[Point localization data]
Content starts

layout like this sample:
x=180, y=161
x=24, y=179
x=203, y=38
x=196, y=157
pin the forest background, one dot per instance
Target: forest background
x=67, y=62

Content ends

• **PROBLEM TO WORK ON**
Print every line from the one that contains "pin the forest" to the end of the records, exactly as written, and nothing more.

• **WORKED SOLUTION**
pin the forest background, one dot per instance
Target: forest background
x=67, y=62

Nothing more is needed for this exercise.